WHAT YOU WILL DO ▸ Here is a block of records. Copy every one of them exactly.

AVAILABLE DATA ▸
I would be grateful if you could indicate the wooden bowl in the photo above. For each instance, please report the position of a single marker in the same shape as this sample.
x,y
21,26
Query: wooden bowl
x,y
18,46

WRITTEN RESPONSE ▸
I would be grateful if you could indicate the wooden bowl in the photo above. For each instance, please report the position of a single marker in the same shape as this sample.
x,y
21,26
Query: wooden bowl
x,y
18,46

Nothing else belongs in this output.